== WHAT THE TASK ASKS ==
Repeat the entries that follow verbatim, without any of their pictures.

##### RECORDS SHOWN

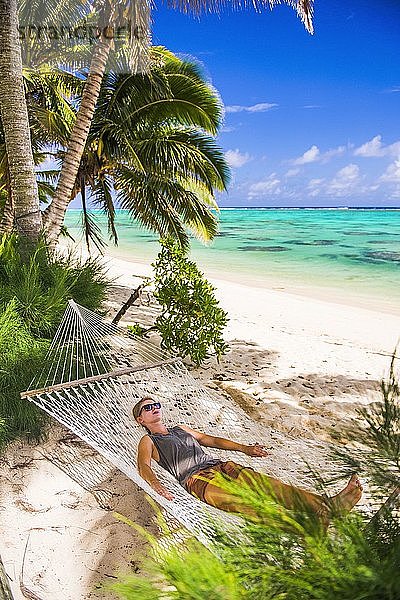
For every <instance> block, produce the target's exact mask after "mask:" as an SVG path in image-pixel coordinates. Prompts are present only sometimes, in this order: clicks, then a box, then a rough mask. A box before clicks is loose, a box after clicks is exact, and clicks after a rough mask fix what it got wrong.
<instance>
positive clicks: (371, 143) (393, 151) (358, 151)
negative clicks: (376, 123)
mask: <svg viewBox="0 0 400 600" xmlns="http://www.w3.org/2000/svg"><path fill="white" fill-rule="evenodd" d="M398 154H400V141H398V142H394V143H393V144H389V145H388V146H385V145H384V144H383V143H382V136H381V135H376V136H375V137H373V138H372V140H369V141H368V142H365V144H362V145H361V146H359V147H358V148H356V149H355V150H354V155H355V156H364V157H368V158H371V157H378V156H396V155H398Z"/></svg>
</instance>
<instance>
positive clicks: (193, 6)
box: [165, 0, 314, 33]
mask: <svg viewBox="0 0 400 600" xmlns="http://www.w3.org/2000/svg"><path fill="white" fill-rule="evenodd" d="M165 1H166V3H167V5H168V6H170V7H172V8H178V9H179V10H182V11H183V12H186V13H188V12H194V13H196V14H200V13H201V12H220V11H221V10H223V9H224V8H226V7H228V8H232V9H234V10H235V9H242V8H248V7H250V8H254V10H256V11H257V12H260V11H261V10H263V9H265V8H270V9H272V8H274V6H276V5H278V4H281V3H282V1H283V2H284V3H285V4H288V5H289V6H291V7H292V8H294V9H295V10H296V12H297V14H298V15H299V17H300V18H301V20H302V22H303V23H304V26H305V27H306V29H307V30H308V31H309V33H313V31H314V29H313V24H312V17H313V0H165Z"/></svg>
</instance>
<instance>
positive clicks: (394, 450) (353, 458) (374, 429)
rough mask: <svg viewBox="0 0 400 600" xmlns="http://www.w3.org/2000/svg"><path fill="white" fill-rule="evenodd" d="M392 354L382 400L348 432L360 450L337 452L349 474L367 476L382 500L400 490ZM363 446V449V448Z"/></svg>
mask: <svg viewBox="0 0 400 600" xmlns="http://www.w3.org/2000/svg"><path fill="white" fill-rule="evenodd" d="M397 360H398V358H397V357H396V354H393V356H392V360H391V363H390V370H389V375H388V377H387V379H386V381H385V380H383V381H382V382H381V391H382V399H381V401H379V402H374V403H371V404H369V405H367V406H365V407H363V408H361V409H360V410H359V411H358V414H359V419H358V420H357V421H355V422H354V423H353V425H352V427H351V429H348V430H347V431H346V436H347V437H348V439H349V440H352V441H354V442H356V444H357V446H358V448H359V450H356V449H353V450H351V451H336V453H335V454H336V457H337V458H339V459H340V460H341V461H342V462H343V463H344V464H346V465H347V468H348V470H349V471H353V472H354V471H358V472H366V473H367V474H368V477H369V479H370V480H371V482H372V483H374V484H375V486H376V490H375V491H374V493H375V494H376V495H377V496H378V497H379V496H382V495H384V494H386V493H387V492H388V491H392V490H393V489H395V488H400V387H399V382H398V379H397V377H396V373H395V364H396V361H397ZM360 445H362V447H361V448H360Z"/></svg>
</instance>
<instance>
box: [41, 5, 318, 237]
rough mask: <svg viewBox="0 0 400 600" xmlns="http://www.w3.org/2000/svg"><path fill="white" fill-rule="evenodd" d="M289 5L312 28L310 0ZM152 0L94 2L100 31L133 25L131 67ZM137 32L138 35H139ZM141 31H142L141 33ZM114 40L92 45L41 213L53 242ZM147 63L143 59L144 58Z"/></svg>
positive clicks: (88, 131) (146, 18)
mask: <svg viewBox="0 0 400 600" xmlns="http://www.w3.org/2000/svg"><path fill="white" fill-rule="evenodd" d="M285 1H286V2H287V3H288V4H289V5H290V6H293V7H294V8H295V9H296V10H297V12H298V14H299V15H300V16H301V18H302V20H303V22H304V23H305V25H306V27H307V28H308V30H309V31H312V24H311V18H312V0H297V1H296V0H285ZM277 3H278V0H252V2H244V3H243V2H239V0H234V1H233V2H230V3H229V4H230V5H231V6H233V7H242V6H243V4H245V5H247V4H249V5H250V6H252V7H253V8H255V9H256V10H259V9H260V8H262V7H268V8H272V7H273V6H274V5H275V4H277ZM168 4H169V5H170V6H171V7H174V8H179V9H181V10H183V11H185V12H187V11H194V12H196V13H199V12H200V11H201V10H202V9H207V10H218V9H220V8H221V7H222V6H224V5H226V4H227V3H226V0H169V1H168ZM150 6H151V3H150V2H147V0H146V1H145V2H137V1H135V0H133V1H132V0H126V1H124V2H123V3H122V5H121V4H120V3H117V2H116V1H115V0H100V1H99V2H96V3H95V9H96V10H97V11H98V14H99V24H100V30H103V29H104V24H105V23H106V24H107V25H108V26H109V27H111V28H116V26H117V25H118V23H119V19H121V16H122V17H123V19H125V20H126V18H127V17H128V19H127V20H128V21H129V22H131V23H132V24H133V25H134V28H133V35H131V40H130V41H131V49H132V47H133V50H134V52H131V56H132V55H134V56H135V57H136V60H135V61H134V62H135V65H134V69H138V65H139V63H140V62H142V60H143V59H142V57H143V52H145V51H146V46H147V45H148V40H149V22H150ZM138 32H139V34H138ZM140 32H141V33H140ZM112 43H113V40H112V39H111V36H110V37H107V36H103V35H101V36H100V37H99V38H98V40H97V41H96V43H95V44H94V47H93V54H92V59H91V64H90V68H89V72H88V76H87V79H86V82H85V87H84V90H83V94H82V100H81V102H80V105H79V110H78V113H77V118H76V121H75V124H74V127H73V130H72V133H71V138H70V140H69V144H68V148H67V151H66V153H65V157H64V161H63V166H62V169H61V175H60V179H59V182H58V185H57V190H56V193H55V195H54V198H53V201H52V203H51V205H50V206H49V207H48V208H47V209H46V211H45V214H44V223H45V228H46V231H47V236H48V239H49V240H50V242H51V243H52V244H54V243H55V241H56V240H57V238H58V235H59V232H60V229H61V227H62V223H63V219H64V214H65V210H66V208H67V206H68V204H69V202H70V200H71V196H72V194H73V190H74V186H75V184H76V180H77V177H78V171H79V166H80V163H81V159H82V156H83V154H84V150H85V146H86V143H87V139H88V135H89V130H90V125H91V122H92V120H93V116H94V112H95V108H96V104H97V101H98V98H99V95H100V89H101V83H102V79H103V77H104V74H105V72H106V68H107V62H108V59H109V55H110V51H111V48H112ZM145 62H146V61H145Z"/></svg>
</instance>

##########

== EXERCISE ANSWER ==
For every <instance> block, produce the target's exact mask after "mask:" as an SVG path in image-pixel coordinates. Prompts are present only sometimes, in this order: clicks, then a box, then a rough mask. A box before clicks is loose, a box after clicks is exact, and clicks after a rough mask fix what it got wrong.
<instance>
positive clicks: (371, 143) (393, 151) (358, 151)
negative clicks: (376, 123)
mask: <svg viewBox="0 0 400 600" xmlns="http://www.w3.org/2000/svg"><path fill="white" fill-rule="evenodd" d="M398 154H400V141H398V142H394V143H393V144H389V145H388V146H385V145H384V144H383V143H382V136H381V135H376V136H375V137H373V138H372V140H369V141H368V142H365V144H362V145H361V146H359V147H358V148H356V149H355V150H354V155H355V156H364V157H368V158H371V157H378V156H396V155H398Z"/></svg>
</instance>
<instance>
positive clicks: (193, 6)
box: [165, 0, 314, 33]
mask: <svg viewBox="0 0 400 600" xmlns="http://www.w3.org/2000/svg"><path fill="white" fill-rule="evenodd" d="M165 1H166V3H167V5H168V6H170V7H172V8H178V9H179V10H182V11H183V12H186V13H188V12H194V13H196V14H200V13H201V12H220V11H221V10H223V9H224V8H226V7H228V8H232V9H234V10H235V9H242V8H248V7H250V8H254V10H256V11H257V12H260V11H261V10H263V9H265V8H270V9H272V8H274V6H276V5H278V4H281V3H282V1H283V2H284V3H285V4H288V5H289V6H291V7H292V8H294V9H295V10H296V12H297V14H298V15H299V17H300V18H301V20H302V22H303V23H304V26H305V27H306V29H307V30H308V31H309V33H313V31H314V29H313V24H312V17H313V0H165Z"/></svg>
</instance>
<instance>
positive clicks: (394, 450) (353, 458) (374, 429)
rough mask: <svg viewBox="0 0 400 600" xmlns="http://www.w3.org/2000/svg"><path fill="white" fill-rule="evenodd" d="M392 354L382 400L348 432L360 450L337 452L349 474L367 476L382 500L400 490ZM363 446V449V448Z"/></svg>
mask: <svg viewBox="0 0 400 600" xmlns="http://www.w3.org/2000/svg"><path fill="white" fill-rule="evenodd" d="M397 360H398V358H397V357H396V354H393V356H392V360H391V363H390V370H389V375H388V377H387V379H386V381H385V380H383V381H382V382H381V391H382V399H381V401H379V402H374V403H371V404H369V405H367V406H365V407H363V408H361V409H360V410H359V411H358V414H359V419H358V420H357V421H355V422H354V423H353V425H352V427H351V429H348V430H347V431H346V436H347V437H348V439H349V440H352V441H354V442H356V444H357V446H358V448H359V450H356V449H353V450H351V451H336V453H335V454H336V457H337V458H339V459H340V460H341V461H342V462H343V463H344V464H346V465H347V468H348V470H349V471H353V472H354V471H358V472H366V473H367V474H368V477H369V479H370V480H371V482H372V483H374V484H375V486H376V490H375V491H374V493H375V494H376V495H377V496H378V497H379V496H382V495H384V494H386V493H387V492H388V491H392V490H393V489H395V488H400V387H399V382H398V379H397V377H396V373H395V364H396V361H397ZM360 445H362V447H361V448H360Z"/></svg>
</instance>
<instance>
box: [41, 5, 318, 237]
rough mask: <svg viewBox="0 0 400 600" xmlns="http://www.w3.org/2000/svg"><path fill="white" fill-rule="evenodd" d="M289 5L312 28L310 0ZM152 0L94 2L100 31L133 25L131 67ZM137 32L138 35H139ZM141 31H142L141 33ZM114 40L92 45L41 213L53 242ZM147 63L143 59L144 58Z"/></svg>
positive clicks: (88, 131) (146, 18)
mask: <svg viewBox="0 0 400 600" xmlns="http://www.w3.org/2000/svg"><path fill="white" fill-rule="evenodd" d="M285 1H286V2H287V3H288V4H289V5H290V6H293V7H294V8H295V9H296V10H297V12H298V14H299V15H300V16H301V18H302V20H303V22H304V23H305V25H306V27H307V28H308V30H309V31H312V24H311V18H312V0H297V1H296V0H285ZM277 3H278V0H252V2H244V3H243V2H239V0H234V1H233V2H230V3H229V4H230V5H231V6H233V7H242V6H243V4H245V5H247V4H249V5H250V6H252V7H253V8H255V9H256V10H259V9H260V8H262V7H268V8H272V7H273V6H274V5H275V4H277ZM168 4H169V5H170V6H171V7H174V8H179V9H181V10H183V11H185V12H187V11H194V12H196V13H199V12H200V11H201V10H202V9H207V10H218V9H220V8H221V7H222V6H224V5H226V4H227V3H226V0H169V1H168ZM150 6H151V3H150V2H147V0H146V1H145V2H137V1H135V0H133V1H132V0H126V1H124V2H123V3H122V5H121V4H120V3H117V2H116V1H115V0H100V1H99V2H96V3H95V9H96V10H97V11H98V14H99V24H100V30H103V29H104V24H105V23H106V24H107V25H108V26H109V27H111V28H116V26H117V25H118V23H119V19H121V16H122V17H123V19H125V20H126V18H127V17H128V19H127V20H128V21H129V22H131V23H132V24H133V25H134V28H133V35H131V40H130V41H131V49H132V47H133V50H134V52H131V56H132V55H134V56H135V57H136V60H135V61H134V62H135V65H134V69H138V65H139V63H140V62H142V60H143V59H142V57H143V52H145V51H146V46H147V45H148V40H149V22H150ZM138 32H139V34H138ZM140 32H141V33H140ZM112 43H113V40H112V39H111V36H110V37H107V36H103V35H101V36H100V37H99V38H98V40H97V41H96V43H95V44H94V47H93V54H92V59H91V64H90V68H89V72H88V76H87V79H86V82H85V87H84V90H83V94H82V100H81V102H80V105H79V110H78V113H77V118H76V121H75V124H74V127H73V130H72V133H71V138H70V140H69V144H68V148H67V151H66V153H65V157H64V161H63V166H62V169H61V175H60V179H59V182H58V185H57V190H56V193H55V195H54V198H53V201H52V203H51V205H50V206H49V207H48V208H47V209H46V211H45V214H44V223H45V228H46V231H47V236H48V239H49V240H50V242H51V243H52V244H54V243H55V241H56V240H57V238H58V235H59V232H60V229H61V227H62V223H63V219H64V214H65V210H66V208H67V206H68V204H69V202H70V200H71V196H72V194H73V190H74V186H75V184H76V180H77V177H78V171H79V166H80V163H81V159H82V156H83V154H84V150H85V146H86V143H87V139H88V135H89V130H90V125H91V122H92V120H93V116H94V112H95V108H96V104H97V101H98V98H99V95H100V89H101V83H102V79H103V77H104V74H105V72H106V68H107V62H108V59H109V55H110V51H111V48H112ZM145 62H146V61H145Z"/></svg>
</instance>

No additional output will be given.